◆ Directions for this task: Set down each entry exactly; omit images.
BEGIN
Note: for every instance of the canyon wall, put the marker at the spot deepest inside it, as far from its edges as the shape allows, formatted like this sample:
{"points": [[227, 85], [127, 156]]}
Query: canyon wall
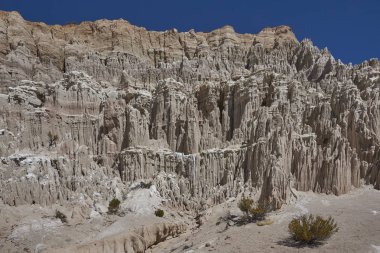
{"points": [[88, 109]]}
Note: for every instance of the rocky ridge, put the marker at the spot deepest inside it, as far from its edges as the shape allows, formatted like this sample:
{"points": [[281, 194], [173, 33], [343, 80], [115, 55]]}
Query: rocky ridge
{"points": [[204, 116]]}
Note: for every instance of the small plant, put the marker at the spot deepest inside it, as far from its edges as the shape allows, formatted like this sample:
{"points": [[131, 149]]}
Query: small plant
{"points": [[245, 205], [61, 216], [311, 229], [113, 206], [146, 185], [259, 212], [53, 138], [264, 223], [159, 213]]}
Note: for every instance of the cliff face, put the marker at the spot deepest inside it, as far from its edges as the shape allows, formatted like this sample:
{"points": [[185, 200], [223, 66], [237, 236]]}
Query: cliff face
{"points": [[203, 115]]}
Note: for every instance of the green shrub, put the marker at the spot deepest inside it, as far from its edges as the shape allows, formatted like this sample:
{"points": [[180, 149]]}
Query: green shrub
{"points": [[310, 229], [61, 216], [245, 205], [159, 213], [113, 206], [146, 185]]}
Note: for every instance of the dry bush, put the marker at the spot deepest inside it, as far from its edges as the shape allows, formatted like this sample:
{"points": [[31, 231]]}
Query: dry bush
{"points": [[159, 213], [245, 205], [113, 206], [309, 229], [61, 216]]}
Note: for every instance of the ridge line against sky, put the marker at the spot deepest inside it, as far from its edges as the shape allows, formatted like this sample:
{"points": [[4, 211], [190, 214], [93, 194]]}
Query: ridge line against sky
{"points": [[349, 29]]}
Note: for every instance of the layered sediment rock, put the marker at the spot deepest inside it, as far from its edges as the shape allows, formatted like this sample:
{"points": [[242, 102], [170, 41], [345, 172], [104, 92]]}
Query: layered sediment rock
{"points": [[203, 115], [132, 241]]}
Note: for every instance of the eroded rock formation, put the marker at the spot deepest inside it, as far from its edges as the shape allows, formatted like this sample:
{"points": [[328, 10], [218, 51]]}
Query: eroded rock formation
{"points": [[203, 115]]}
END
◆ Exercise answer:
Note: for every instance of the canyon wall, put the marker at the spot deepest inside it, as far from its edges as the shape allows, formatted like this sample:
{"points": [[227, 85], [127, 156]]}
Query: canyon wall
{"points": [[88, 109]]}
Note: for every instance of the rocky ridge, put the marker at the spot deepest inside it, as far from its edges as the shape allows, formatted like this sample:
{"points": [[281, 194], [173, 33], [343, 80], [115, 55]]}
Query: rocky ridge
{"points": [[204, 116]]}
Note: for every instance of the small plant, put the marker at the spot deepest inside it, as far from its edges as the shape allows, formatted like this sample:
{"points": [[131, 149]]}
Query: small plant
{"points": [[245, 205], [61, 216], [311, 229], [113, 206], [146, 185], [259, 212], [53, 138], [264, 223], [159, 213]]}
Note: for every instance of the cliff face, put the marker at the spot deepest inside it, as far from its edges as the shape allows, formatted like this sample:
{"points": [[185, 200], [223, 66], [237, 236]]}
Query: cliff face
{"points": [[203, 115]]}
Note: for every instance of the green shrub, put the marker at the spot deepest inside it, as far from its edges as the shape allows, formatted like this sample:
{"points": [[180, 149]]}
Query: green shrub
{"points": [[310, 229], [61, 216], [245, 205], [159, 213], [113, 206], [146, 185]]}
Note: for every instance of the dry bush, put the marker at the spot deepest inside it, as far from its edges as the shape allows, formatted like this sample:
{"points": [[31, 231]]}
Query: dry bush
{"points": [[159, 213], [245, 205], [113, 206], [309, 229], [61, 216]]}
Note: for every instance of the ridge line against sky, put the marker at the spot deepest inside it, as far from its edges as the shape allows, formatted like this sample:
{"points": [[4, 211], [190, 214], [93, 194]]}
Query: ridge line against sky
{"points": [[349, 29]]}
Note: for every instance of the layered sediment rock, put the marker at the spot deepest inside it, as far from its edges as the shape allows, formatted like this sample:
{"points": [[242, 102], [170, 41], [345, 172], [104, 92]]}
Query: layered sediment rock
{"points": [[203, 115], [132, 241]]}
Note: for every instance of the eroded rock formation, put the marker at the spot deepest inside it, as far from its edges as the shape allows, formatted like this sample:
{"points": [[328, 10], [218, 51]]}
Query: eroded rock formation
{"points": [[203, 115]]}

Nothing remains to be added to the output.